» Exercise requirements:
- 1) In the thread on pushing a car up an incline, what value does Dick give for theta in W=F*d*cos(theta), and why?
- 2) Carry the thread on pushing a car up an incline forward from its last post.

» Document section:

********************

# Homework Help: Minimum Work needed?

1. Jan 5, 2009

### Littlemin5

1. The problem statement, all variables and given/known data
what is the minimum wirk neede to push a 1000kg car 300m up a 17.5o incline?

Part a. Ignore friction

2. Relevant equations
So we are allowed to use the general equation

W=FdCos $$\theta$$

3. The attempt at a solution

So I thought you would just do:

W= (1000)(9.8)(300)(cos17.5)
W=2803927Joules

However according to my teacher we should be getting
W= 8.8 x105 Joules

Does anyone know what I am doing wrong?

2. Jan 5, 2009

### Dick

Draw a picture. Are you sure cos is the right trig function to be using? The force is aligned with the direction of the car's motion so W=F*d. How does the angle of the slope affect F? Split the force into components.

3. Jan 5, 2009

### Littlemin5

Oh, so you would have to use sin instead of cos. That makes more sense. I didnt know that you could interchange the trig function in the equation.

Thanks so much for your help!

4. Jan 5, 2009

### Dick

You can't interchange the trig functions in the equation!! What happens when you are pushing the car up the incline is that the only force you have to overcome is the component of m*g that is tangent to the road. That's F_g=m*g*sin(incline angle). In the W=F*d*cos(theta) the theta is 0, since we are pushing in the same direction the car is moving. Those are two DIFFERENT angles. You aren't just substituting 'sin' for 'cos'. Try to be clear on this.

5. Jan 5, 2009

### Littlemin5

But I do have one more question if I was told that in the next part there was an effective coefficent of friction of .25 , wuld I just multiple my answer for Part 1 by .25?

6. Jan 5, 2009

### Dick

No. Not at all. Now you have to figure out the normal force before you can compute the frictional force. Can you do that?

7. Jan 5, 2009

### Littlemin5

Wouldn't you do 9800Cos17.5=9346.26N

so your answer there would be the Normal Force?

8. Jan 5, 2009

### Dick

Right. So now get the frictional force. The total force you have to push up the hill then the tangential force (as in the first problem) PLUS the frictional force.

********************

(Point annotation dataset records)

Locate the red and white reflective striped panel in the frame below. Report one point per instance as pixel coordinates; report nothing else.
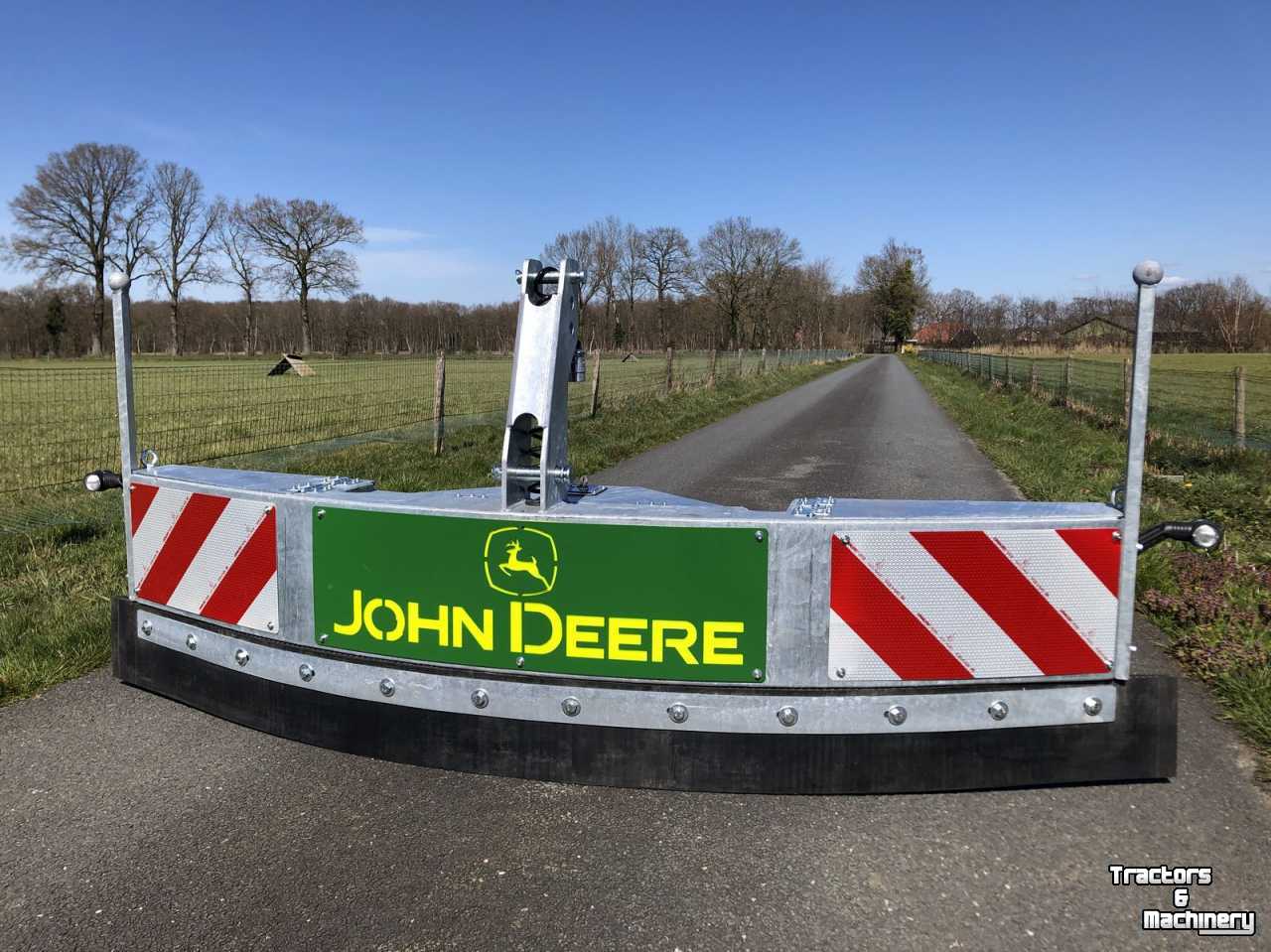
(954, 606)
(212, 556)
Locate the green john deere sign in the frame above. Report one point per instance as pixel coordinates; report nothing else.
(566, 598)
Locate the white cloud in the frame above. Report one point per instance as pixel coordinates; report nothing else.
(393, 235)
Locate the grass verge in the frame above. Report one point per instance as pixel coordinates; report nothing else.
(1214, 609)
(56, 584)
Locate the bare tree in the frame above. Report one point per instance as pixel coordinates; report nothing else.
(182, 253)
(68, 217)
(234, 241)
(304, 239)
(726, 259)
(666, 266)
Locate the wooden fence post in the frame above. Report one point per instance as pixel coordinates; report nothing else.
(439, 404)
(1238, 422)
(1125, 391)
(595, 385)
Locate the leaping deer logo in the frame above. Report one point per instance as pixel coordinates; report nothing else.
(515, 563)
(529, 566)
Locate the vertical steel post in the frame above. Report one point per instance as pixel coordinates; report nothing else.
(1238, 422)
(122, 313)
(1147, 276)
(595, 384)
(439, 404)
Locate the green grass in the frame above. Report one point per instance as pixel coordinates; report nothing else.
(56, 584)
(1214, 609)
(58, 417)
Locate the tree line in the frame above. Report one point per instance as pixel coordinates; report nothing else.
(739, 285)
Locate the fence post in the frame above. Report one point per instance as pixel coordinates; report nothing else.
(1238, 422)
(439, 404)
(595, 385)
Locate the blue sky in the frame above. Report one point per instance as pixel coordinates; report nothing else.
(1026, 148)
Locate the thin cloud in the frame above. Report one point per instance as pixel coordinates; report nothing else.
(393, 235)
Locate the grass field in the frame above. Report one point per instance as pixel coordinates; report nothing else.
(1193, 397)
(58, 418)
(1214, 609)
(56, 584)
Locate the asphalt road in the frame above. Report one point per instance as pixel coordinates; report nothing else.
(131, 823)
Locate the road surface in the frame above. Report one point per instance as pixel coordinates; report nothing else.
(132, 823)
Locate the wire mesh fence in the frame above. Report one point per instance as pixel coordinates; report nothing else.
(1226, 408)
(59, 421)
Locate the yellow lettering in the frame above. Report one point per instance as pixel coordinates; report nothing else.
(368, 619)
(356, 624)
(434, 624)
(581, 633)
(681, 642)
(715, 643)
(484, 635)
(625, 638)
(517, 639)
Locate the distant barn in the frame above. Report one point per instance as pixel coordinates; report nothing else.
(293, 362)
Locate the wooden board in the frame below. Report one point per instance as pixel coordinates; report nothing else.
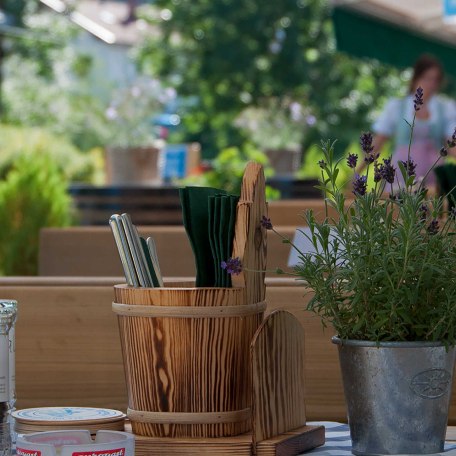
(293, 442)
(288, 444)
(277, 360)
(250, 237)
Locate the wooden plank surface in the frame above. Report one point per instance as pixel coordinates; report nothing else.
(277, 360)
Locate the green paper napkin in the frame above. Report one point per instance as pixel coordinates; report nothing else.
(209, 217)
(195, 214)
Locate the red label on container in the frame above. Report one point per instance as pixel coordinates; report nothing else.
(24, 452)
(116, 452)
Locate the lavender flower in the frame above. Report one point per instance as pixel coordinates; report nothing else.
(365, 141)
(377, 173)
(452, 142)
(352, 160)
(360, 185)
(423, 211)
(232, 266)
(266, 222)
(410, 167)
(433, 227)
(418, 100)
(387, 171)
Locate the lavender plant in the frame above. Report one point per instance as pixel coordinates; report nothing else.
(384, 268)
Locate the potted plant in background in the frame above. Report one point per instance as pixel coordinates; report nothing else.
(277, 127)
(133, 153)
(383, 275)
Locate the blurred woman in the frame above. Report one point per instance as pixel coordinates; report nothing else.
(435, 120)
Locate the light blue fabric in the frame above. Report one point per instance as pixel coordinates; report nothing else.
(338, 441)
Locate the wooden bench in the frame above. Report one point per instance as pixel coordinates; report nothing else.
(68, 346)
(91, 251)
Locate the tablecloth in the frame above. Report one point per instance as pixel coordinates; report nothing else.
(338, 441)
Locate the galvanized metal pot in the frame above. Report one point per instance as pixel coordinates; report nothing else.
(397, 394)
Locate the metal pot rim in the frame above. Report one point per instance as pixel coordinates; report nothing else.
(367, 343)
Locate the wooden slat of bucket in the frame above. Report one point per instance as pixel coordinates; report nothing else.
(250, 237)
(278, 376)
(187, 364)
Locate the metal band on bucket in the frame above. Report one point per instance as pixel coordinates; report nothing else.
(187, 311)
(188, 417)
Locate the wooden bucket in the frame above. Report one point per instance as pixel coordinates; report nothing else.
(186, 358)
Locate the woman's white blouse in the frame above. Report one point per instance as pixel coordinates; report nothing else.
(396, 110)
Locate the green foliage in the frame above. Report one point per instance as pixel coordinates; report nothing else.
(131, 111)
(33, 196)
(14, 9)
(383, 268)
(232, 54)
(228, 169)
(45, 81)
(274, 124)
(35, 142)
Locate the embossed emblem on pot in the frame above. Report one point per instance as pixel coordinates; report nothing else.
(431, 383)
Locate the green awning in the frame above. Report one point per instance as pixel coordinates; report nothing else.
(364, 35)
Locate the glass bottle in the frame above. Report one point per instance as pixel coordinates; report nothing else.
(11, 305)
(6, 321)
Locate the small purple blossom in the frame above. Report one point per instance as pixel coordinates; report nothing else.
(232, 266)
(266, 222)
(377, 173)
(365, 141)
(387, 171)
(433, 227)
(360, 185)
(423, 212)
(371, 158)
(410, 167)
(452, 141)
(352, 160)
(418, 100)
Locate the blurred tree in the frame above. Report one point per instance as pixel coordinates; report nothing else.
(229, 54)
(14, 10)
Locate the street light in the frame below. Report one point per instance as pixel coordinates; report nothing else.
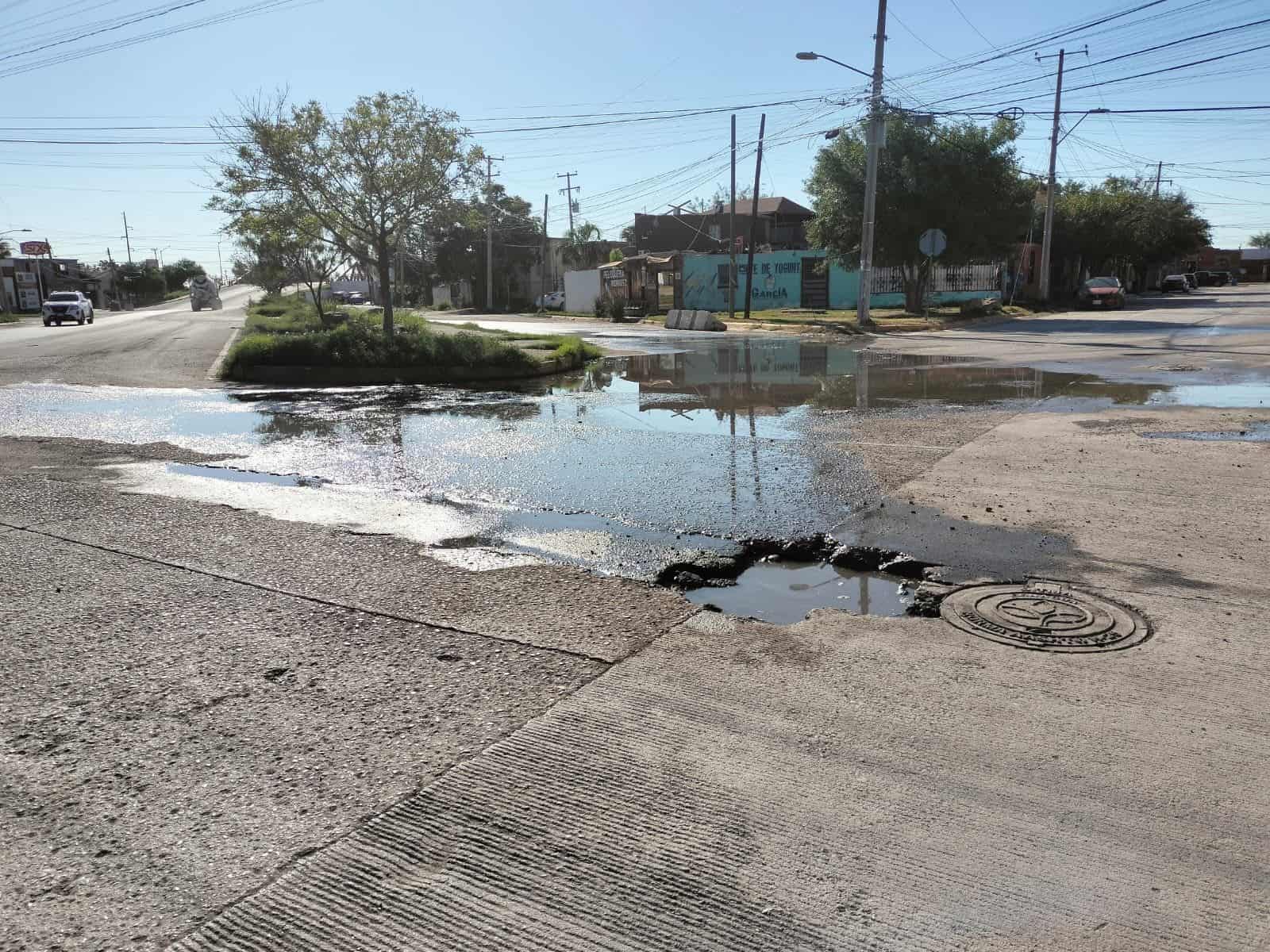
(867, 236)
(822, 56)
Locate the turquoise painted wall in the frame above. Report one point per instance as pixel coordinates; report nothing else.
(779, 283)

********************

» Answers for the tasks:
- 1) Theta is 0, because the push is in the same direction the car is moving.

- 2)
9. Jan 5, 2009

### Littlemin5

so frictional force is 2336.565 and then I add that to 9800 which equals

12136.565.

From there I would do
(12136.565)(300)(sin17.5)

Right? And the answer I get would be my answer?

10. Jan 5, 2009

### Dick

No again. F_total=F_tangential+F_friction. Ok, F_friction is 2336N. The gravitational force component you are opposing is m*g*sin(17.5). Now take F_total*d

11. Jan 5, 2009

### Littlemin5

Wait I don't really understand the last comment you made. Could you please explain it in a bit more detail?

12. Jan 5, 2009

### razored

Here is another perspective. The displacement occurs at 17.5 degrees from the horizontal. The force, that is gravitational force, is acting down. We ignore the normal work because it has no component of force in the displacement (cos90=0). So, since mg is acting down, and the displacement is at 17.5 above horiztonal, we use the FDcosO. We know the force, mg; we know the displacement, 300m, and we know the angle between them, 17.5 + 90. So.. it should be 1000kg * 300m * 9.8 * cos (17.5 + 90). I think this is right. This is assuming no friction. Also, the work is negative but magnitude is positive.

13. Jan 5, 2009

### Dick

You could certainly do it that way. But it's pretty usual with inclined plane problems to split the m*g force into tangential and normal components. Going up the plane you only do work against the tangential component of m*g and the friction force. Add them and multiply by the distance.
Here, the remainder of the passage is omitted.